> **Problem requirements**: Which lines in the items below contain the string "leaf"? Pick out every such line and copy each one in full, in the order it appears.

* * * * *

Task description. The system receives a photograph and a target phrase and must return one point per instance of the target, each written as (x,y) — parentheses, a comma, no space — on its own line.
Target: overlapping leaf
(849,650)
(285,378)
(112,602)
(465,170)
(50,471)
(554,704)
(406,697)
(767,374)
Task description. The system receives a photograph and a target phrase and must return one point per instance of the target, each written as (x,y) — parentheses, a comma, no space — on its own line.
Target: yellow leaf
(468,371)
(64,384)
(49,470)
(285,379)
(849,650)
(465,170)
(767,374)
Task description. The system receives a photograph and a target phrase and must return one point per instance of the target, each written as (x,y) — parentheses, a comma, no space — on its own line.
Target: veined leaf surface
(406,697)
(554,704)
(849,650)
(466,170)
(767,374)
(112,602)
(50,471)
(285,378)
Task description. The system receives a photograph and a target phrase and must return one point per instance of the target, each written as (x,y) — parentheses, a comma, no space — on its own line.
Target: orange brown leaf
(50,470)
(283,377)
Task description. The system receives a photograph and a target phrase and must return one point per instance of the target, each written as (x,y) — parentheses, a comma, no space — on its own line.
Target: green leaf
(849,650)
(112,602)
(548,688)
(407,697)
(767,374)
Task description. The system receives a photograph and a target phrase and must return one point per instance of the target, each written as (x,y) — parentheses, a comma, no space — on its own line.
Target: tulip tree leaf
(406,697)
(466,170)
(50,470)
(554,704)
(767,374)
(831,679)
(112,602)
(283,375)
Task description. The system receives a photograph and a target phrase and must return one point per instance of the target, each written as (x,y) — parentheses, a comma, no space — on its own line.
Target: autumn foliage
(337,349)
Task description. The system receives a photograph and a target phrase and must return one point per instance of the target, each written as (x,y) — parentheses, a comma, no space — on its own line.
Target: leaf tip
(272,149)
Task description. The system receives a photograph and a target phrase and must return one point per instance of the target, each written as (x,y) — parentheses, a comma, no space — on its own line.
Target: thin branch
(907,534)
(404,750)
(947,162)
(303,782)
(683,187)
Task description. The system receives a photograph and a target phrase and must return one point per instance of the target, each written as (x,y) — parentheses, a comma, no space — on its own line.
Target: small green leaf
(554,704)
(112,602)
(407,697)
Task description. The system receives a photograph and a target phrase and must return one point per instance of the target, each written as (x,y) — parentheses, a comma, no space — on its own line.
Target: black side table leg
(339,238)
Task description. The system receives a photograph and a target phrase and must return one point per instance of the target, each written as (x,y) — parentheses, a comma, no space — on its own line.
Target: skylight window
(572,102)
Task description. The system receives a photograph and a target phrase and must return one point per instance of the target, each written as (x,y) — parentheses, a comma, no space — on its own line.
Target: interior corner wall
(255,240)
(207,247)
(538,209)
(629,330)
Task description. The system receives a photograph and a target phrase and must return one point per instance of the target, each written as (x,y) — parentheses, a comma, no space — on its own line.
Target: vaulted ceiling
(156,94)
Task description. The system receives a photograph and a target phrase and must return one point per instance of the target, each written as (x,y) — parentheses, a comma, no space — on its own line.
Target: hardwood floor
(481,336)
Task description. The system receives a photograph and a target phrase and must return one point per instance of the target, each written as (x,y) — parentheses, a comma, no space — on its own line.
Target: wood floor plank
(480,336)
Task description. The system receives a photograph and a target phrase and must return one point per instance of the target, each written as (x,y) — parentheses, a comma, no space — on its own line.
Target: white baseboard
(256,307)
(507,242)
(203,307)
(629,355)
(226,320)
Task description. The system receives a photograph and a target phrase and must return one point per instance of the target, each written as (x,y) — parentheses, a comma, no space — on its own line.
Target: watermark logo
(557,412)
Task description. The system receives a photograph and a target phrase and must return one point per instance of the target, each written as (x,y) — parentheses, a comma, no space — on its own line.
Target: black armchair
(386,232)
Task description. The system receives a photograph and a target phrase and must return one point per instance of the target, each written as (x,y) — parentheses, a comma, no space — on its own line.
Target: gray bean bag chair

* * * * *

> **Result**:
Target: overlapping leaf
Target: yellow leaf
Target: veined leaf surface
Target: orange brown leaf
Target: green leaf
Target: tulip tree leaf
Target: leaf tip
Target: small green leaf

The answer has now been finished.